Retype exactly the lines from the line with "Annotate the red flower bud" to the end of the data, keeping both boundary lines.

★ ★ ★ ★

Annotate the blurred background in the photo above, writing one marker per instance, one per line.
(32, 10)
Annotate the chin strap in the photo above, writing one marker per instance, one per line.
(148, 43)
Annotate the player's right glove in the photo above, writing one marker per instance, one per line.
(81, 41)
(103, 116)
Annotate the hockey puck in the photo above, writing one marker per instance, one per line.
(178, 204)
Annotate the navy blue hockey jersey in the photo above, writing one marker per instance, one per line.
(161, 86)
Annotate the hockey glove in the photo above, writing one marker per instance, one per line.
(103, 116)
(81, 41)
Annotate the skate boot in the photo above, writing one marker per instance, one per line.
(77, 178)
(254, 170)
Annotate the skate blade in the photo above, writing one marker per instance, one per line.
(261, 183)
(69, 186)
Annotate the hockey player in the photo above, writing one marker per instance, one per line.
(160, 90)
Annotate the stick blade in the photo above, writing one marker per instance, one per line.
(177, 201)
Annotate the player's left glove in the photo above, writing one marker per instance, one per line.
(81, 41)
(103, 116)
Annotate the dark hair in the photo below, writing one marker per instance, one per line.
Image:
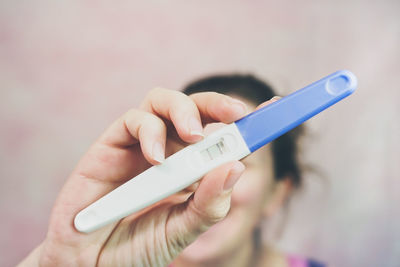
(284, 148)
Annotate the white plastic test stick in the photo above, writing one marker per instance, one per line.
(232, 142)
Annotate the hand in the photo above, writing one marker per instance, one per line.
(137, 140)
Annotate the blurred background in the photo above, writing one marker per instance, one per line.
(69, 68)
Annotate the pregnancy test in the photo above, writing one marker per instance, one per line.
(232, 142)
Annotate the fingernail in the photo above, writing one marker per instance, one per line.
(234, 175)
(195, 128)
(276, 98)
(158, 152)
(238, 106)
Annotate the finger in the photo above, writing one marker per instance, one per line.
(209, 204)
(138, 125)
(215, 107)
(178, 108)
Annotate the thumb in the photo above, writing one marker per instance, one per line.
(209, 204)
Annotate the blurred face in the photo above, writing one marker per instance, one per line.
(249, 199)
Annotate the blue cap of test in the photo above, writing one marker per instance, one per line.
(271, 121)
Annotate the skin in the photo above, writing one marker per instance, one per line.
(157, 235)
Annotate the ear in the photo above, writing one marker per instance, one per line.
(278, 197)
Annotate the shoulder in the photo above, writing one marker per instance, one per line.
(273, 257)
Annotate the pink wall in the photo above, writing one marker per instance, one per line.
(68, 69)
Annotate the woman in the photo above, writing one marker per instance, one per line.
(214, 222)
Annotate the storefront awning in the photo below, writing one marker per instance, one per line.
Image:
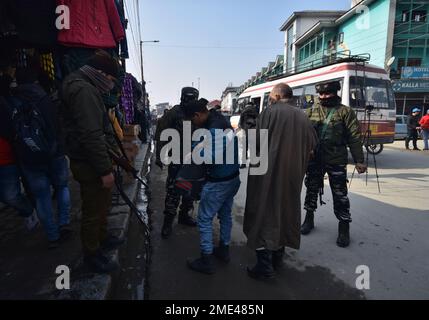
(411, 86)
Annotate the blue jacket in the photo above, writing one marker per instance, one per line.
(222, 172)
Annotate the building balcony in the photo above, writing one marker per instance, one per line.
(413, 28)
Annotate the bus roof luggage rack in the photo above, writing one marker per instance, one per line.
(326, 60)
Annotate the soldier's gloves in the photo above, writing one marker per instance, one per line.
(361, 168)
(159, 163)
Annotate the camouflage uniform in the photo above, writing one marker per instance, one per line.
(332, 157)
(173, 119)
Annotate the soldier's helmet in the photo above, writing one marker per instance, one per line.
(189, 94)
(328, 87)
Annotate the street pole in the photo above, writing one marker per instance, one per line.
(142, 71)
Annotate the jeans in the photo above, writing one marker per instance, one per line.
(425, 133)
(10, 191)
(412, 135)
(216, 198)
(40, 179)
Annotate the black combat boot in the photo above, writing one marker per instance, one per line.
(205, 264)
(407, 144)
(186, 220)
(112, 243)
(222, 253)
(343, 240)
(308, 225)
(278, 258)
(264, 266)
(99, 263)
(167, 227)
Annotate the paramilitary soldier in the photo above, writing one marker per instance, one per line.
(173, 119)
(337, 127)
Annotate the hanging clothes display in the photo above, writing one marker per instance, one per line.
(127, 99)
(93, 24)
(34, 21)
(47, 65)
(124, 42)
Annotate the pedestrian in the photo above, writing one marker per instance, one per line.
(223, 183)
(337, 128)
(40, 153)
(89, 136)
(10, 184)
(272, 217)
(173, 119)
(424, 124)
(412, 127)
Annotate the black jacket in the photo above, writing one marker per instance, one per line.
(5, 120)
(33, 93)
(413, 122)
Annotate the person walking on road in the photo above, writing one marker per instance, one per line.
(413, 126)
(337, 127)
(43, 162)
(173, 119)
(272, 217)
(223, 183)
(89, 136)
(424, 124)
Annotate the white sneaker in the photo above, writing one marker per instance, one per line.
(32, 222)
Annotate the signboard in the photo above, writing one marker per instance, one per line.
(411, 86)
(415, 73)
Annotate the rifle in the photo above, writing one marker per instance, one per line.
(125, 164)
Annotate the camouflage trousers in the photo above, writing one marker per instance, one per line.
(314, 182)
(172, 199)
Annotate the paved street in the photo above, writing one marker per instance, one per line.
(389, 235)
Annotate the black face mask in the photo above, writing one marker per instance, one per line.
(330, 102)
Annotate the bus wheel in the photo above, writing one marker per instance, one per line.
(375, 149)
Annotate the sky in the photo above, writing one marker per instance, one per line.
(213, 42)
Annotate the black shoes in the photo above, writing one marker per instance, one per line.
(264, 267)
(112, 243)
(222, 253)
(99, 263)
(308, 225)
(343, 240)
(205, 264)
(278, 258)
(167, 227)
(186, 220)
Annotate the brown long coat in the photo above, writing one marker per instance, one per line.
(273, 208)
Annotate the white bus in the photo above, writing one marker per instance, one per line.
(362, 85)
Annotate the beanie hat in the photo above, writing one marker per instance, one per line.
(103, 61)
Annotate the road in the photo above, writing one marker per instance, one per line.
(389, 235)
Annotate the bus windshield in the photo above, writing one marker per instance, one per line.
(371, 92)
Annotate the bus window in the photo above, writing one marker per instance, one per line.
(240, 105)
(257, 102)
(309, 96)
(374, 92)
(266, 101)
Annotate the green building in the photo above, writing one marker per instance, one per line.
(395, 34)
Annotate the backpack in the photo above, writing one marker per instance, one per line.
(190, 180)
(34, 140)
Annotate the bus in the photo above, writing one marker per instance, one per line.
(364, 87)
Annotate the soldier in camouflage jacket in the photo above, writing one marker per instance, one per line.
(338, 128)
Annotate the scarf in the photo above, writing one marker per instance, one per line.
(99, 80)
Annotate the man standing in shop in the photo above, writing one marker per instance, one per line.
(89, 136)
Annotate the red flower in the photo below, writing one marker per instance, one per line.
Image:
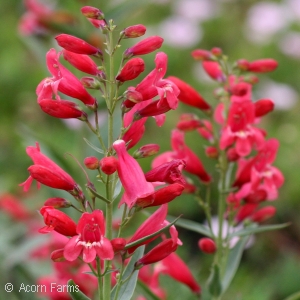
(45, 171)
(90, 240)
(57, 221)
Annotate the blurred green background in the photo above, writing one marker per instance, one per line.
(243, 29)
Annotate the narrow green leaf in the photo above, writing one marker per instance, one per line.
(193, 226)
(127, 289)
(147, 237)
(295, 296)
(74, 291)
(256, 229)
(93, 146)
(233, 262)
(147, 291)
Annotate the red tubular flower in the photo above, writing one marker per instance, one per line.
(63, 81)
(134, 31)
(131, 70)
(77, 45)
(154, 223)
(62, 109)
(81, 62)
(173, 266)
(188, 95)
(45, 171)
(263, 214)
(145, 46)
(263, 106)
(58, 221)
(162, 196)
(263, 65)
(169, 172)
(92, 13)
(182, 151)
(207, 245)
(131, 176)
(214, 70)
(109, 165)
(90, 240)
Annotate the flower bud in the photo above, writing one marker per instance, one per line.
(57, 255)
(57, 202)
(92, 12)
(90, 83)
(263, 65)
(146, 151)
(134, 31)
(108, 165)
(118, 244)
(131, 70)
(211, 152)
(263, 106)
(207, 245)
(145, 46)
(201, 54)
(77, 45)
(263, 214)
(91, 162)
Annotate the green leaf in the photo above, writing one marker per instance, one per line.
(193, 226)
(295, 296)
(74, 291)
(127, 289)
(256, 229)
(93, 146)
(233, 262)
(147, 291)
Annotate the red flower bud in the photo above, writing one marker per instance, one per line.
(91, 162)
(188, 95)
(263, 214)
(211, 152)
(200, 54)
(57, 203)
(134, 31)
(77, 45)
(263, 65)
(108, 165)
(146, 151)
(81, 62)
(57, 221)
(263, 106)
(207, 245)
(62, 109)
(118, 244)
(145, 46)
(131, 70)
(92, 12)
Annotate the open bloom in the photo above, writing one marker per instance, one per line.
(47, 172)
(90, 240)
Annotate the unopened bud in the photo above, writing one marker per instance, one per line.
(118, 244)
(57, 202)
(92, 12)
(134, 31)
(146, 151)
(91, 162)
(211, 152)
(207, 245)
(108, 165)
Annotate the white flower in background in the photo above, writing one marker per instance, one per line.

★ ★ ★ ★

> [Response to the task]:
Annotate the red flower bud in the photo above, writing one marker per instance, one per line.
(91, 162)
(188, 95)
(263, 214)
(211, 152)
(200, 54)
(57, 203)
(134, 31)
(77, 45)
(263, 65)
(108, 165)
(146, 151)
(81, 62)
(57, 221)
(263, 106)
(207, 245)
(62, 109)
(118, 244)
(145, 46)
(131, 70)
(92, 12)
Annotate the open bloom in the photo above, writing one marker per instance, one per line.
(47, 172)
(90, 240)
Annotate the unopened bud in the photo above, writing one marker per instance, one per line.
(118, 244)
(57, 202)
(92, 12)
(134, 31)
(146, 151)
(91, 162)
(211, 152)
(207, 245)
(108, 165)
Annotate the white flower in background in the photo above, writing one marker per instance, one per line.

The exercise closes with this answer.